-- REQUIRED ACTION --
Please find every line in the records below that contains the word "tower", and copy it.

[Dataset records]

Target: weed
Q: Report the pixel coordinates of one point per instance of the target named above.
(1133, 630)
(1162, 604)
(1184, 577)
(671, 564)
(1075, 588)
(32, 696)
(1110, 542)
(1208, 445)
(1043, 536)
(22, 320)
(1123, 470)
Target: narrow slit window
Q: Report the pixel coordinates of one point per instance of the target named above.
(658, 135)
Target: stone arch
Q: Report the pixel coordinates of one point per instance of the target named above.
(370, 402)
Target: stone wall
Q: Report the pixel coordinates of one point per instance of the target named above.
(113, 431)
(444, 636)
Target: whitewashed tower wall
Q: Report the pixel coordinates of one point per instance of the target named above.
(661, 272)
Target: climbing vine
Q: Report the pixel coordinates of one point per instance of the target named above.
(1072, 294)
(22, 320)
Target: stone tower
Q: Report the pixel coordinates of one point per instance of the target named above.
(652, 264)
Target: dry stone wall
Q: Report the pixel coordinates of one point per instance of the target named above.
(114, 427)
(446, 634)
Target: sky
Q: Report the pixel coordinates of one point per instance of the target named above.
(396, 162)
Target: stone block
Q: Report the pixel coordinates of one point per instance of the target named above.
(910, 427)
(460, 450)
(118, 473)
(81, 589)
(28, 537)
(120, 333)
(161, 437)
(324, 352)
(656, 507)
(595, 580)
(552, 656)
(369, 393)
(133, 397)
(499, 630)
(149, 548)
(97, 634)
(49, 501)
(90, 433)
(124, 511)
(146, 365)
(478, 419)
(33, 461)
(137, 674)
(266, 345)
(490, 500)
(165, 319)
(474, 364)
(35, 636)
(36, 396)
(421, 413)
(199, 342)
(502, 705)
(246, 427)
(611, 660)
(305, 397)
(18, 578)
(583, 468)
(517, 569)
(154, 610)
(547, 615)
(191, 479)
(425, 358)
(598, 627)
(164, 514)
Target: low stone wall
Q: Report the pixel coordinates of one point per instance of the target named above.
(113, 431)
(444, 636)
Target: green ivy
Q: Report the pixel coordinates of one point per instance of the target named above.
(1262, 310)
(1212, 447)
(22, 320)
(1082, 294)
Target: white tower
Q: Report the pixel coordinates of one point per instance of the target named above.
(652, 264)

-- ANSWER SPACE --
Target: whitewashed tower wall
Target: stone tower
Target: white tower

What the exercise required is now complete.